As of 12/17/2017, a week after Nasrallah's announcement, there are no signs of Hezbollah's withdrawal from Syria. Hezbollah fighters joined Syrian government forces and entered parts of the Idlib province in north-west Syria, one of four "de-escalation" zones which foreign powers including Turkey, Iran and Russia established. Fighting was to stop along with the targeting of civilians. Government forces, including Hezbollah, took control of the Tahrir al-Sham Organization's villages, including the village of Tal al-Khanazir south-east of Idlib.
But for all its "Resistance" commitment exhortations to liberating Palestine, Tehran does not want Hezbollah to ignite any war in Lebanon, which is far too important to Iran's main goal in Lebanon. Rather is wants Hezbollah to tighten its grip on Lebanon during the run-up to the coming May 2018 elections in which Hezbollah hopes to make a clean sweep and virtually control all the Lebanese leadership posts including President, Prime Minister, the Army, all Security Services, Parliament, and even change the constitution which it is reportedly planning to do if it wins the coming election. For example, Hezbollah could discard the current the power-sharing distribution in parliament from half Christian/half Muslim to a three-way system between Christians, Sunnis, and Shia. If so Hezbollah would have achieved perpetual power in Lebanon's institutions. It has wanted to do this for years but lacked the Parliamentary majority which it may now achieve in the May 2018 elections.
It's not been just Arab politicians who playing the Jerusalem card, some perhaps ironically, depending on one's sense of humor includes the Turks. Turkey's President Erdogan has taken a leading position as spokesman for the Palestinians claim to Jerusalem, yet it was the Ottoman Turks who colonized the Arabs for over 600 years and ignored Jerusalem as a backwater city of no religious importance and of little value. Earlier, when Caliph Omar captured Jerusalem in 637, it had nothing to do with the Koran or Prophet Mohammad ordaining that it was to be Islamic. Jerusalem just happened to be in the geographical area of the war between Arabs fighting the Byzantines. For a period, Muslims did pray towards Jerusalem because of its connections to Abraham and because Mecca was in pagan hands, but when Jews rejected Prophet Muhammad as the promised messiah, and Mecca was cleared of idols, Muslims largely lost interest in Jerusalem.
Such is history-- with a fair bit of the devil rising from the details of the ill-advised White House preemption of an explosive issue that will continue to ignite unpredictable conflicts in this region and beyond.

§ **DATA PROVIDED**
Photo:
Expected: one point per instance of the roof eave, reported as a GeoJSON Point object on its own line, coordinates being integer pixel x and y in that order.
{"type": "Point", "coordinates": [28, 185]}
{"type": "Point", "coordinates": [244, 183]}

§ **EXERCISE DETAILS**
Extract the part of the passage on Hezbollah and Jerusalem from "Such is history-- with" up to and including "region and beyond.".

§ **FINISHED EXERCISE**
Such is history-- with a fair bit of the devil rising from the details of the ill-advised White House preemption of an explosive issue that will continue to ignite unpredictable conflicts in this region and beyond.